[Saved entries]
┏━━

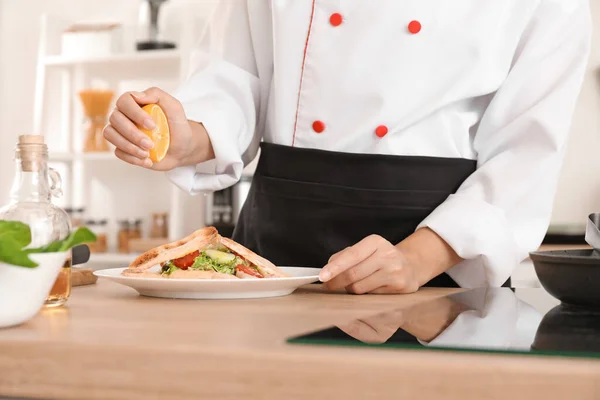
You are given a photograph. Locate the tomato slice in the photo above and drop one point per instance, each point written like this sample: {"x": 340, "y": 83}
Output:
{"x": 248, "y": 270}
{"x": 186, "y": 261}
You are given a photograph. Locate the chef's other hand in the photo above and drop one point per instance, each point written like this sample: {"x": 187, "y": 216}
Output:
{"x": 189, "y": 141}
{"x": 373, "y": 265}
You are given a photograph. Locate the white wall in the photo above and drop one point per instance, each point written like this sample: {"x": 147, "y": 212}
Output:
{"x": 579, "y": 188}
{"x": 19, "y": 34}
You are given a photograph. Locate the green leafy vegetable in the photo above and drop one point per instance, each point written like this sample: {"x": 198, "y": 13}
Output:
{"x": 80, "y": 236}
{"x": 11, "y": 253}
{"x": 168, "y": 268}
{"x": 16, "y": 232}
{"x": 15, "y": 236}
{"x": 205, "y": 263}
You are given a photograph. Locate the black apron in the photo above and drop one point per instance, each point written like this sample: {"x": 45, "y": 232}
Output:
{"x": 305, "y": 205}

┗━━

What you are asked to do:
The answer is the line with "You are given a photograph. Locate the chef's" plus every line after it to the last line of the entries above, copied exactly and with no other lines.

Solution to the exercise:
You are given a photograph. Locate the chef's other hand in the photo above and drop one point per instance, each point written like this sample: {"x": 187, "y": 216}
Output:
{"x": 189, "y": 141}
{"x": 373, "y": 265}
You are given a photograph. Locate the white wall in the photo above and drop one point per instance, each point written like this sample: {"x": 147, "y": 212}
Output:
{"x": 579, "y": 188}
{"x": 19, "y": 34}
You are given a photograph. Locate the green leafy vegetable in the photo above and drop one point per instance, each point written like this sample: {"x": 198, "y": 13}
Output:
{"x": 80, "y": 236}
{"x": 11, "y": 253}
{"x": 168, "y": 268}
{"x": 16, "y": 232}
{"x": 15, "y": 236}
{"x": 205, "y": 263}
You are given a photograph. Locate the black apron in the photo above and drop one point per instance, each point written like this sample: {"x": 45, "y": 232}
Output:
{"x": 305, "y": 205}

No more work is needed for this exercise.